**Written problem**
Collect every line of the records below that contains the word "cloud", matching case exactly, and copy each such line as it appears.

>> Start

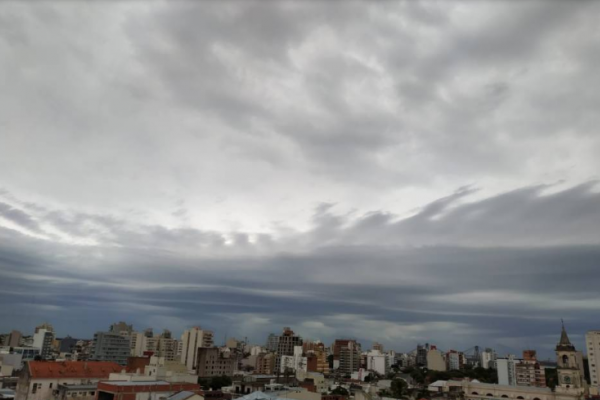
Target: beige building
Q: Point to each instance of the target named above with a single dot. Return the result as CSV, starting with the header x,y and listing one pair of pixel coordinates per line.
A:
x,y
192,340
265,363
435,360
529,372
215,361
43,380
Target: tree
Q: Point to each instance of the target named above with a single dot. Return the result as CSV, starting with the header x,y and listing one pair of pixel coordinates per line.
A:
x,y
398,387
340,391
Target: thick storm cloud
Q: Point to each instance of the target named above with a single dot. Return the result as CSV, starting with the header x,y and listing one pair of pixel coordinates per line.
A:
x,y
399,171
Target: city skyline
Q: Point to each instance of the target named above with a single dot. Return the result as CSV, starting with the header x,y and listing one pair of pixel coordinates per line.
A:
x,y
399,172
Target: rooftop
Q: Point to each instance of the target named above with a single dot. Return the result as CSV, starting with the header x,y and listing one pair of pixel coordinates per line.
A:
x,y
72,369
181,395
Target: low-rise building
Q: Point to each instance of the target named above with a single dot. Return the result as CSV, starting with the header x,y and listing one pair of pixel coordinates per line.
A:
x,y
40,380
143,390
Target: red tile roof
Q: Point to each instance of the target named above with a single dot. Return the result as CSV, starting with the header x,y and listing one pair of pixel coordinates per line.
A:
x,y
72,369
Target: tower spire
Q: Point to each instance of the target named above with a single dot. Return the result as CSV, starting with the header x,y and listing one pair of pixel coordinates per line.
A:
x,y
564,342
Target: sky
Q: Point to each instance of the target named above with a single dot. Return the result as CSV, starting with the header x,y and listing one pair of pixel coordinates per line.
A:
x,y
401,172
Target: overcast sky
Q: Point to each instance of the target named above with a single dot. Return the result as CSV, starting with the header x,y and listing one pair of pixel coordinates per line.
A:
x,y
394,171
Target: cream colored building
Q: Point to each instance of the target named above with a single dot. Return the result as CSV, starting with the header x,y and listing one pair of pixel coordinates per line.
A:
x,y
435,360
193,339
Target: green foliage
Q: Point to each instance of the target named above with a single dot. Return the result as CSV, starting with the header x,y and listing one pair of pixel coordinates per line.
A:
x,y
340,391
481,374
398,387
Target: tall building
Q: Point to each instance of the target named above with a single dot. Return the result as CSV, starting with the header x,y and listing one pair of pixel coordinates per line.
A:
x,y
193,339
506,369
121,328
265,363
295,362
215,361
350,358
455,360
569,364
14,339
435,360
45,326
316,357
43,340
377,361
421,356
529,372
272,342
286,344
110,346
592,343
487,358
337,348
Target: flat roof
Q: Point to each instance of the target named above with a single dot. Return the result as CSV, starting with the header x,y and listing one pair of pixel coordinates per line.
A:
x,y
138,383
78,387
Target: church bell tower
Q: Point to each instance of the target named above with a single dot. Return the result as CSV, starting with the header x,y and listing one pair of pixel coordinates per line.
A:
x,y
568,363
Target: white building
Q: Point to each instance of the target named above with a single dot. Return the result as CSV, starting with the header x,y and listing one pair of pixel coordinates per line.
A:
x,y
295,363
42,339
40,380
377,362
487,358
192,339
506,368
592,342
436,360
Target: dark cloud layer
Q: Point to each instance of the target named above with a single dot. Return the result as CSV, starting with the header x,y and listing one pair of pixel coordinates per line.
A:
x,y
250,165
477,269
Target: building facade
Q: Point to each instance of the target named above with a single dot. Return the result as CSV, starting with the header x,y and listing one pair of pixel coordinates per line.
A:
x,y
109,346
40,380
349,358
215,361
192,340
529,372
592,343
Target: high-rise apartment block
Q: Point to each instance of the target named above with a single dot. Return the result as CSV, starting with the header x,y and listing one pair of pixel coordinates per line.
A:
x,y
349,357
192,340
529,372
110,346
215,361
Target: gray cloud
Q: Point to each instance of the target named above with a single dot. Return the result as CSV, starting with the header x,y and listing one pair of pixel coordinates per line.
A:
x,y
246,166
479,269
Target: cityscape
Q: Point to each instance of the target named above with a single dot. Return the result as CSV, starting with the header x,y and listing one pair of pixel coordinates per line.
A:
x,y
121,362
300,200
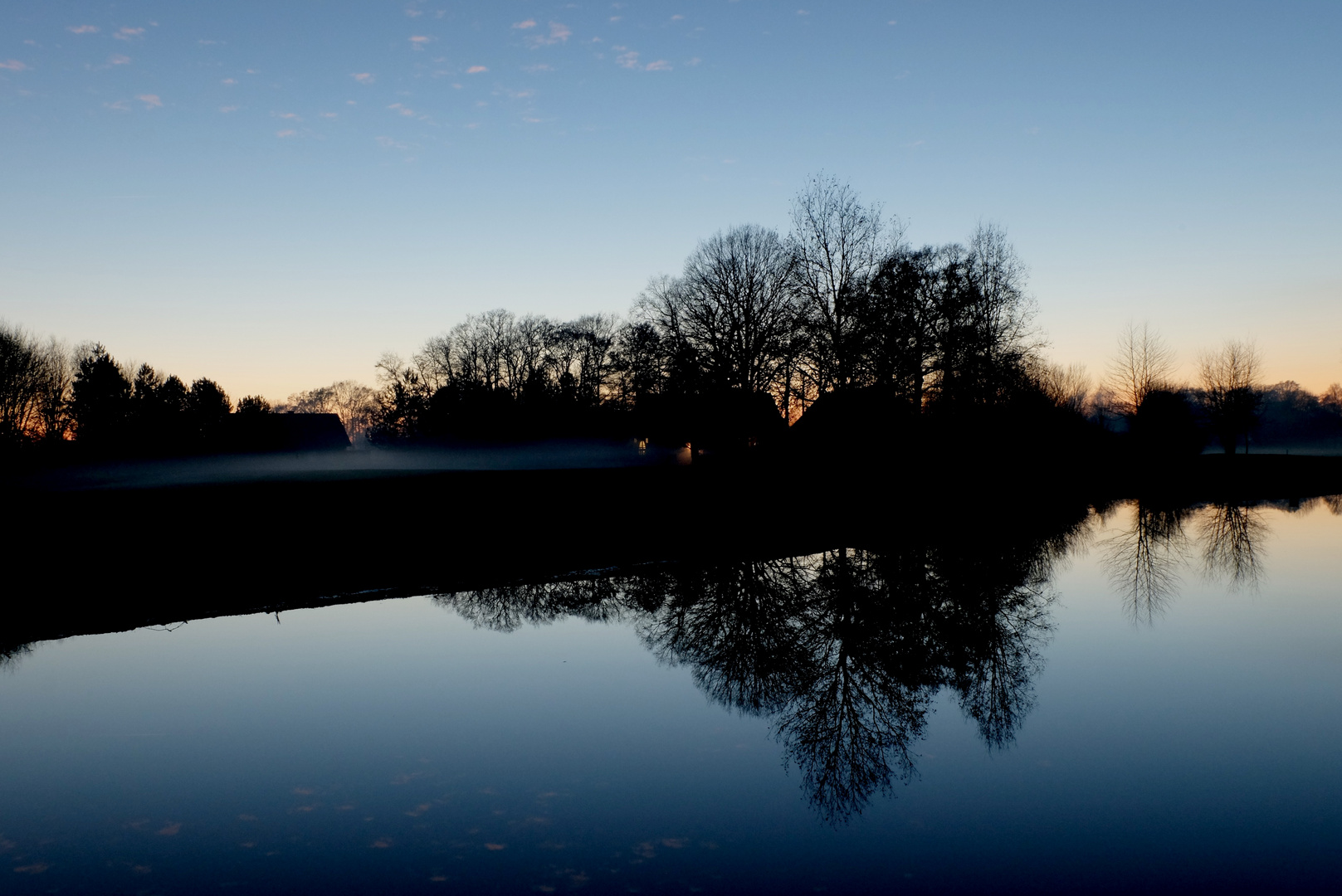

>> End

**Task output**
Target: thick storm cloud
Target: dark cloud layer
Target: gray cloud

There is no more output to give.